» Exercise requirements:
a: Decide whether each statement below agrees with the article on Health Datapalooza. Answer yes or no for each, and quote the words of the article that settle it.
(i) The large selfie was taken by the chief technology officer for the U.S. Department of Health and Human Services.
(ii) The 25-year-old migraine patient had stopped taking her medication.
(iii) Historically there have been five ways the sickest patients are addressed.
b: In the article on Health Datapalooza, revise the part starting at "The excitement? It" and ending at "revamped and rethought." so that "palpable" is replaced with "electric".

» Extract to read:
=== Begin Enclosure ===

The right data can work wonders
Ellen DeGeneres eat your heart out.
Rivaling her record-setting selfie at the Oscars featuring a dozen or so stars, two thousand attendees at the fifth annual Health Dapalooza joined in a selfie taken by Bryan Sivak, chief technology officer for the U.S. Department of Health and Human Services.
The excitement? It was palpable.
And here at Health Datapalooza exactly how information gets analyzed is up for new ways to be disrupted, revamped and rethought.
The theme: endless possibilities. In fact, the ways that the gathering of the appropriate data and the analysis of it can improve health outcomes is astounding. But first the right data must to be collected.
To wit, the information needed isn’t always available, as Atul Gawande, MD, a professor of surgery at Harvard Medical School, and a best-selling author and public health researcher explained.
“When we unpeel what has happened, we find that we have been miscalculating the whole time,” Gawande said of a deep dive into the current available healthcare data, which shows the sickest patients accounting for the most healthcare costs, but, even more disconcerting, they are typically receiving the worst care. Understanding their lives and needs can help bring costs down.
Yet, historically there have only been three ways these people are addressed: via the doctor’s office, the emergency room or the hospital. Outside of that, Gawande said, patients are typically out of luck.
Gawande sat down with RiskAnalytics, Inc., a few years ago to analyze data on the sickest patients in a study. Examination of the actual environment of some of these patients showed solvable problems within their daily lives that could make all the difference, he continued, not only to the bottom line but more importantly to those patients’ health.
Helping a blind diabetic patient, for instance, give himself an insulin injection after discovering that he was was failing to properly load the syringe. The allergy patient who lived in a condemned and molded home and needed a new vacuum and some home repairs. A 25-year-old migraine patient who was faithfully taking medication but, even still, went to the emergency room 29 times with headaches within a 10-month period, only to have the researchers discover, finally, that she wasn’t even on the right medication.

=== End Enclosure ===

» Information provided:
=== Begin Enclosure ===

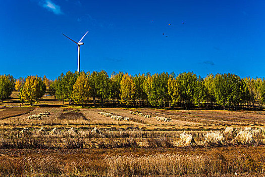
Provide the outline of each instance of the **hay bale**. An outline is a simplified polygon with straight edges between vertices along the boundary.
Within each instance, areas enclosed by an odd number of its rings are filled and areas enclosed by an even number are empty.
[[[101,135],[101,131],[97,129],[96,127],[94,127],[94,129],[93,129],[92,131],[91,131],[91,132],[94,134]]]
[[[38,132],[40,132],[40,131],[45,131],[45,129],[44,128],[43,128],[42,126],[41,126],[41,128],[40,128],[38,130]]]
[[[54,129],[52,129],[51,130],[51,131],[50,131],[50,132],[49,133],[49,135],[53,135],[55,133],[55,131],[56,130],[56,127],[55,127],[54,128]]]
[[[144,118],[151,118],[152,116],[150,115],[149,115],[149,114],[145,114],[144,115]]]
[[[197,144],[191,135],[185,134],[184,132],[180,134],[180,137],[179,142],[178,142],[178,146],[192,146],[196,145]]]
[[[220,131],[208,132],[204,136],[204,144],[210,145],[224,145],[225,138]]]
[[[21,132],[22,133],[23,133],[26,130],[27,130],[28,129],[28,128],[24,128],[22,130],[21,130]]]
[[[255,137],[260,137],[265,135],[264,128],[262,127],[259,127],[257,129],[251,129],[251,131],[252,135]]]
[[[232,127],[227,127],[224,131],[223,134],[229,137],[235,137],[237,135],[236,129]]]

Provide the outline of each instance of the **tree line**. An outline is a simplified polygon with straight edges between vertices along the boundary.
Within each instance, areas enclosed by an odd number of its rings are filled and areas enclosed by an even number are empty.
[[[31,105],[44,94],[63,104],[100,106],[181,107],[183,109],[239,109],[261,108],[265,103],[265,80],[240,78],[233,73],[208,74],[202,78],[193,72],[150,73],[132,76],[104,70],[92,73],[67,72],[55,80],[46,76],[14,78],[0,75],[0,99],[8,99],[13,89],[22,103]]]

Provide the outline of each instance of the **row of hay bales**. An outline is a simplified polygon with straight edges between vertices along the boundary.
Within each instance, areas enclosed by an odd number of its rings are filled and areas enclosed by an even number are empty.
[[[119,115],[114,115],[105,112],[101,111],[98,113],[99,114],[103,115],[105,117],[110,117],[112,119],[117,121],[130,121],[130,118],[128,117],[121,116]]]
[[[129,111],[129,113],[130,114],[133,114],[133,115],[139,115],[140,116],[144,117],[145,118],[150,118],[152,117],[152,116],[150,115],[144,114],[143,114],[143,113],[141,113],[138,112],[130,111]]]
[[[256,138],[255,140],[254,137]],[[254,144],[263,144],[265,138],[263,128],[253,129],[246,127],[244,129],[228,127],[222,133],[220,131],[209,132],[204,136],[204,143],[211,146],[224,146],[229,144],[234,145],[252,145]],[[179,146],[192,146],[197,145],[191,135],[182,133],[180,135],[178,143]]]
[[[50,115],[49,111],[44,111],[38,114],[32,114],[28,116],[28,120],[39,120],[43,117],[48,117]]]
[[[172,122],[172,120],[170,117],[165,117],[163,116],[156,116],[154,117],[155,120],[157,121],[160,121],[161,122]]]
[[[145,118],[149,118],[152,117],[152,116],[150,115],[144,114],[143,114],[143,113],[141,113],[138,112],[130,111],[129,113],[130,114],[132,114],[133,115],[139,115],[142,117],[144,117]],[[154,117],[154,119],[156,120],[157,121],[160,121],[161,122],[172,122],[172,120],[171,120],[171,118],[169,117],[164,117],[163,116],[161,116],[161,117],[155,116],[155,117]]]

=== End Enclosure ===

» Answers in order:
a:
(i) Yes: "a selfie taken by Bryan Sivak, chief technology officer for the U.S. Department of Health and Human Services"
(ii) No: "who was faithfully taking medication"
(iii) No: "historically there have only been three ways these people are addressed"

b:
The excitement? It was electric.
And here at Health Datapalooza exactly how information gets analyzed is up for new ways to be disrupted, revamped and rethought.